---------- Stored rows ----------
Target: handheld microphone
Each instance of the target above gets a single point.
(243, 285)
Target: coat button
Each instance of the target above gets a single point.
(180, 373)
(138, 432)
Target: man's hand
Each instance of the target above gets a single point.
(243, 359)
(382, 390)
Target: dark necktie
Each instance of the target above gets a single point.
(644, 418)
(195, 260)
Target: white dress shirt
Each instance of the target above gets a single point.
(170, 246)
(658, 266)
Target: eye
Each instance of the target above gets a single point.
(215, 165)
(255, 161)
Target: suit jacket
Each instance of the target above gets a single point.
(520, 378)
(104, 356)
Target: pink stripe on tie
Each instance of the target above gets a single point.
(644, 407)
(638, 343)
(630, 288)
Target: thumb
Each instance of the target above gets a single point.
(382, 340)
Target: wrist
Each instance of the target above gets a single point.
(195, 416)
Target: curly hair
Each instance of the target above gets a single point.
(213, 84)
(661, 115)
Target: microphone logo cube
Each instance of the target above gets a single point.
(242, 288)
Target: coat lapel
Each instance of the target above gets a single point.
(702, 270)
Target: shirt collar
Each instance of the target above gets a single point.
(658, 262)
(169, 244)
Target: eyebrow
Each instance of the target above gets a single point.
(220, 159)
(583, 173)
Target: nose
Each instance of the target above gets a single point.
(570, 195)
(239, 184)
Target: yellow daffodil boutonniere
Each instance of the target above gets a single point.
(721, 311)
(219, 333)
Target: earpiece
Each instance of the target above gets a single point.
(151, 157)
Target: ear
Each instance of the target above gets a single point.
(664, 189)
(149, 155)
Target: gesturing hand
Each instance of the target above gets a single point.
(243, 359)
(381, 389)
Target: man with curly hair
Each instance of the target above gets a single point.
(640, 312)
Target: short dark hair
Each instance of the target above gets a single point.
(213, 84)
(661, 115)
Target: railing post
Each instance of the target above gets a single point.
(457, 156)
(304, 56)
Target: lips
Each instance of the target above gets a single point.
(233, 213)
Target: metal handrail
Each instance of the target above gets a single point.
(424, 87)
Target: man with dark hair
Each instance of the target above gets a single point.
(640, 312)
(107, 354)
----------
» Set problem
Output, without changes, the lines from the one containing "Target: shirt collar" through the last line.

» Result
Target: shirt collar
Each instance of the target above gets a single point.
(658, 262)
(169, 244)
Target: eyebrow
Each instance of the target above gets a single point.
(220, 159)
(583, 173)
Target: nose
Each instance of the target above gets a single point.
(570, 195)
(239, 184)
Target: yellow daffodil boutonniere
Each instance of the target above gets a single point.
(721, 311)
(219, 333)
Target: earpiece
Each instance of the target above gets a single point.
(151, 157)
Target: ear
Each instance of the target above gets a single point.
(664, 189)
(149, 155)
Target: gesturing hand
Each instance of the target above gets a single point.
(243, 359)
(381, 389)
Target: man with curly hair
Each instance of the target above gets a single point.
(640, 312)
Target: short dark hair
Each instance of the target above gets a single point.
(213, 84)
(661, 115)
Target: railing post
Each instance of the target above gets a single point.
(457, 156)
(304, 56)
Target: lips
Each instance of the target above gets a single point.
(233, 213)
Target: metal handrail
Each instance of the target above gets a single point.
(424, 87)
Target: man with dark hair
Each instance of the target above gets a single point.
(640, 312)
(107, 354)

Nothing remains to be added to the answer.